■ DEMANDE 1 ■
Veuillez recopier intégralement, texte compris, les lignes des enregistrements situées entre celle qui contient « the man with » et celle qui contient « [133,0,169,40] », toutes deux incluses, en mettant à l'échelle par un facteur 1,6 chaque coordonnée placée entre crochets. Arrondissez chaque résultat à l'entier le plus proche, les demis vers le haut.

━━━━━ TEXTE SOURCE ━━━━━

Caricature sulpicienne
Le caricaturiste Chaunu (“Ouest-France”) a inventé un nouveau style de caricature : la caricature “sulpicienne” ; il ne s’agit plus de brocarder, charger, critiquer, tourner en dérision… mais de rendre hommage. Ici aux bébés, victimes d’un déséquilibré errant dans un parc d’Annecy.
Marianne est représentée ici en pleurs, mais ça pourrait aussi bien être la Vierge Marie - preuve que la République, elle aussi, a ses culs-bénis.
A vrai dire Chaunu n’est pas le seul représentant de cette école, puisque Plantu publie aussi régulièrement des hommages sur Twitter (aux soignants, aux flics victimes d’accidents de la route, à la résistance ukrainienne…).
Hommage au film “Fantasmagorie” d’E. Cohl par Frick.

━━━━━

■ DEMANDE 2 ■
Reproduisez à l'identique l'intégralité du texte sur la caricature sulpicienne.

━━━━━ CONTENU DES DONNÉES ━━━━━

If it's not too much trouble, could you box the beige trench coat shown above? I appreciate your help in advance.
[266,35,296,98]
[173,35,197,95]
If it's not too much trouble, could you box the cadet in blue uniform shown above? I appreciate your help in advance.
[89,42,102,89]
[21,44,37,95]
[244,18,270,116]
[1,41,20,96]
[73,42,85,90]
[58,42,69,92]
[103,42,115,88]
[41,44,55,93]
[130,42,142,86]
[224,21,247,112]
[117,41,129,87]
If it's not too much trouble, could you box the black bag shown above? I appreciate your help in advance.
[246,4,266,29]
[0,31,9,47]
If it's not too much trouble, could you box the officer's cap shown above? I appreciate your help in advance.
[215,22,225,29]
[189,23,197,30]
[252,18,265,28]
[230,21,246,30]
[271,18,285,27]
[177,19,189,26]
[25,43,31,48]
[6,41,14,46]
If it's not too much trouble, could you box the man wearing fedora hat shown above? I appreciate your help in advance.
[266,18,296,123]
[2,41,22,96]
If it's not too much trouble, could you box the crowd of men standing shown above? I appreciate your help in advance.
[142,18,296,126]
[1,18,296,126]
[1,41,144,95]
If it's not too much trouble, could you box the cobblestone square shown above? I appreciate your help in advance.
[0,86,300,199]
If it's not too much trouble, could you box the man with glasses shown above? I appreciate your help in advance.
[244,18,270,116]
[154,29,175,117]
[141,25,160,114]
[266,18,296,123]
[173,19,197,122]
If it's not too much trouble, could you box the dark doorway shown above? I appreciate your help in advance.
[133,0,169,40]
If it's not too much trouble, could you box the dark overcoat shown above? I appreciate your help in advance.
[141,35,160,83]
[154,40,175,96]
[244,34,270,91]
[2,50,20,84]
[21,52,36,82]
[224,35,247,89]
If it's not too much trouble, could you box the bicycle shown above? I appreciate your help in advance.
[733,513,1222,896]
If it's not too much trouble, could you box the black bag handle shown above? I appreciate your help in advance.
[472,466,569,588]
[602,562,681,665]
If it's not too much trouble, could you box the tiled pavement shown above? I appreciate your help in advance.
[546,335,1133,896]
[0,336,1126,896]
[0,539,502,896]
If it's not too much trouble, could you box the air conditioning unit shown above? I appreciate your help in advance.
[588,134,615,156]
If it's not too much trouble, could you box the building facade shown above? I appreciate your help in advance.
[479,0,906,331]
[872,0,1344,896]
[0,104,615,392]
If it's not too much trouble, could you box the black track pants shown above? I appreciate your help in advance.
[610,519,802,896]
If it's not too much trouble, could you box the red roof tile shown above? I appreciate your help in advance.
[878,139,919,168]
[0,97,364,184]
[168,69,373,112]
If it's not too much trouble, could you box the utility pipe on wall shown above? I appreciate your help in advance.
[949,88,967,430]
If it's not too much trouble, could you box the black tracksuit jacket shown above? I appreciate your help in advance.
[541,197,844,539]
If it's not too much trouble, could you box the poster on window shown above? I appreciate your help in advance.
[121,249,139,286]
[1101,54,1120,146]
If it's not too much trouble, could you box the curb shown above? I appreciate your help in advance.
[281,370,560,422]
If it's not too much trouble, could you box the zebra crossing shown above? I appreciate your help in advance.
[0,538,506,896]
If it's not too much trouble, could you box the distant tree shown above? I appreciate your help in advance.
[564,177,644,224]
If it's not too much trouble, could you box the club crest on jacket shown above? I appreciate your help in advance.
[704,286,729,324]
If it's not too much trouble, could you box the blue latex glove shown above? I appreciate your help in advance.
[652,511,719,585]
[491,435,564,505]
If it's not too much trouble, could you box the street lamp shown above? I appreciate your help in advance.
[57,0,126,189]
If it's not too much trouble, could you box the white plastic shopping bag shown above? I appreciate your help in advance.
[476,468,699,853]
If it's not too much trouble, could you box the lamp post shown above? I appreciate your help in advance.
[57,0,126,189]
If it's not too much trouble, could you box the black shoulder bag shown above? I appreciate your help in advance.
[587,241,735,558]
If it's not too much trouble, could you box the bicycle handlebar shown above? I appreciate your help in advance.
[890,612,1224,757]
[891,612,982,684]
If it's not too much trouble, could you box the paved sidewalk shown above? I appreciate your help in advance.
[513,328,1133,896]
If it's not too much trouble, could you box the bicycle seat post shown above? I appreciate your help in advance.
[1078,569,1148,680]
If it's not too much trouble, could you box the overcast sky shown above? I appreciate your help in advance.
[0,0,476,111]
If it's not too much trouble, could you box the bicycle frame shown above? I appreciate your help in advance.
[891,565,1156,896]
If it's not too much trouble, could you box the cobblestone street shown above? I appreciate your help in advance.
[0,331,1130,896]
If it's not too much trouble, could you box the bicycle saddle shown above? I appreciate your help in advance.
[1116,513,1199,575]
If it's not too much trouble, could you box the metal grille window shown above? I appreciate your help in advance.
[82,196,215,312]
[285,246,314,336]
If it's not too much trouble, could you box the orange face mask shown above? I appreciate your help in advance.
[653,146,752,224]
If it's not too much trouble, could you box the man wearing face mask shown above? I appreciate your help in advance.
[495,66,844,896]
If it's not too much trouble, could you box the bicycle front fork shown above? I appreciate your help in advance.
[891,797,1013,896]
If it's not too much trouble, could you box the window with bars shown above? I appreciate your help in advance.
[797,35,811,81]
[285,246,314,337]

━━━━━

■ RÉPONSE COMPLÈTE 1 ■
If it's not too much trouble, could you box the man with glasses shown above? I appreciate your help in advance.
[390,29,432,186]
[246,46,280,187]
[226,40,256,182]
[426,29,474,197]
[277,30,315,195]
If it's not too much trouble, could you box the dark doorway shown above? I appreciate your help in advance.
[213,0,270,64]

■ RÉPONSE COMPLÈTE 2 ■
Caricature sulpicienne
Le caricaturiste Chaunu (“Ouest-France”) a inventé un nouveau style de caricature : la caricature “sulpicienne” ; il ne s’agit plus de brocarder, charger, critiquer, tourner en dérision… mais de rendre hommage. Ici aux bébés, victimes d’un déséquilibré errant dans un parc d’Annecy.
Marianne est représentée ici en pleurs, mais ça pourrait aussi bien être la Vierge Marie - preuve que la République, elle aussi, a ses culs-bénis.
A vrai dire Chaunu n’est pas le seul représentant de cette école, puisque Plantu publie aussi régulièrement des hommages sur Twitter (aux soignants, aux flics victimes d’accidents de la route, à la résistance ukrainienne…).
Hommage au film “Fantasmagorie” d’E. Cohl par Frick.